▸ Aim
Output the full material exactly as it appears here.

[Data supplied start]

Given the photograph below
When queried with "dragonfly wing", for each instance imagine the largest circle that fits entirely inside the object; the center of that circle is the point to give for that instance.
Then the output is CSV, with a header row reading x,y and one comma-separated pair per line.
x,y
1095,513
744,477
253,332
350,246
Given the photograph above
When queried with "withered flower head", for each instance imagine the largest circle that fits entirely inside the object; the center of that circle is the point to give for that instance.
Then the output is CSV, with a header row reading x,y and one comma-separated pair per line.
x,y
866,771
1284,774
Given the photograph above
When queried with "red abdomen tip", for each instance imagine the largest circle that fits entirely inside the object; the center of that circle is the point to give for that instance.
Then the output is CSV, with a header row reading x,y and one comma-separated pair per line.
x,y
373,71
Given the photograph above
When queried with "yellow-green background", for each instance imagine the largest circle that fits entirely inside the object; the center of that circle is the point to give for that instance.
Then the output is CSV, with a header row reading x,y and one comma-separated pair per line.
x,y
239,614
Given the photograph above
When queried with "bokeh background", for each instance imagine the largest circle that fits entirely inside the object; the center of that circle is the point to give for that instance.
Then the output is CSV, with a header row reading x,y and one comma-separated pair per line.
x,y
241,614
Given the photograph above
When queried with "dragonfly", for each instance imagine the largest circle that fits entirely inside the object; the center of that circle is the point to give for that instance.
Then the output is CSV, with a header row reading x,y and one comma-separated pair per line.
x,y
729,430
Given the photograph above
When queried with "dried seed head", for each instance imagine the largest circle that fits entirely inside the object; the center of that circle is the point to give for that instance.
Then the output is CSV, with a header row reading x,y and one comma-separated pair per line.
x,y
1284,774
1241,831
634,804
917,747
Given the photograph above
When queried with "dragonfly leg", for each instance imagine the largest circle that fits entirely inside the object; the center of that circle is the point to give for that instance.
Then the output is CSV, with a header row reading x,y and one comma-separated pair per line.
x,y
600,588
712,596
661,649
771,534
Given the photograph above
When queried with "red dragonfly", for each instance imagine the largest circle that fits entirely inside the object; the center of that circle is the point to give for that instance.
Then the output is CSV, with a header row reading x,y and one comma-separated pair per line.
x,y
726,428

[Data supplied end]

▸ Expected answer
Given the photograph below
When queried with "dragonfly wing", for each instance imagine the largest circle that fits entirely inside the object; the center of that circle is the point to give for that instance.
Then the output is CSV, with a header row reading x,y and one comma-separated pair per line.
x,y
1095,513
744,477
253,332
350,246
Given the photograph above
When queried with "withered flower head", for each instance imagine the largest circle that fits entirely inside the object; the center of that circle is the point to give for that instance.
Then the output is CSV, with a header row reading x,y and one comma-separated pair per line.
x,y
866,771
1284,774
Given the photograph above
When queried with "red abdomen tip", for each instance imagine the largest circle that fits entirely inside the object; the center of that circle is the point to give for that instance.
Then the output is CSV, with a header row reading x,y and one comma-separated pair per line.
x,y
373,71
Given the photograph above
When queried with "yellow-green background", for each instance imagine the largest circle that fits entirely inside the object; the center of that circle is the point to give for that instance.
Then the output is CSV, with a header row reading x,y and one comma-separated pair per line.
x,y
239,614
Given the photograph above
When queried with "bokeh background", for each instance imagine the largest circle that fits entirely inside the object; the center of that circle is the point to give for that instance.
Then the output is CSV, with a header row reading x,y and one comma-separated pair per line.
x,y
241,614
Given the photograph above
When queried with "dragonfly", for each instance imagine the largest circle that fits entirely inside the object; the center of that circle is the point to give for that instance.
Then the output is CSV, with a header row reading x,y and one comma-separated pair per line.
x,y
729,430
Given the photograph above
When queried with "dried seed head", for each instance imagine the largest circle that fits entirely inside the object; the center of that circle is the point to give for that instance.
Then the output is CSV, with a header row reading x,y and one comma-separated pair per line.
x,y
1284,774
1241,831
634,804
917,747
Given the photograph above
When queried with "dragonfly leg", for each instance imagine the largest circle that fits entirely inside the object; the center of that circle is the point to give for that instance.
Then the output is CSV, with a header row reading x,y and one comma-separated pair per line.
x,y
600,588
712,596
661,649
771,534
Given the photograph above
When queried with "red dragonfly", for each instance imagine the largest circle that fits entirely inside the object; the center of that circle is the point to give for that instance.
Then the output is CSV, with a header row reading x,y and one comma-separated pair per line.
x,y
726,428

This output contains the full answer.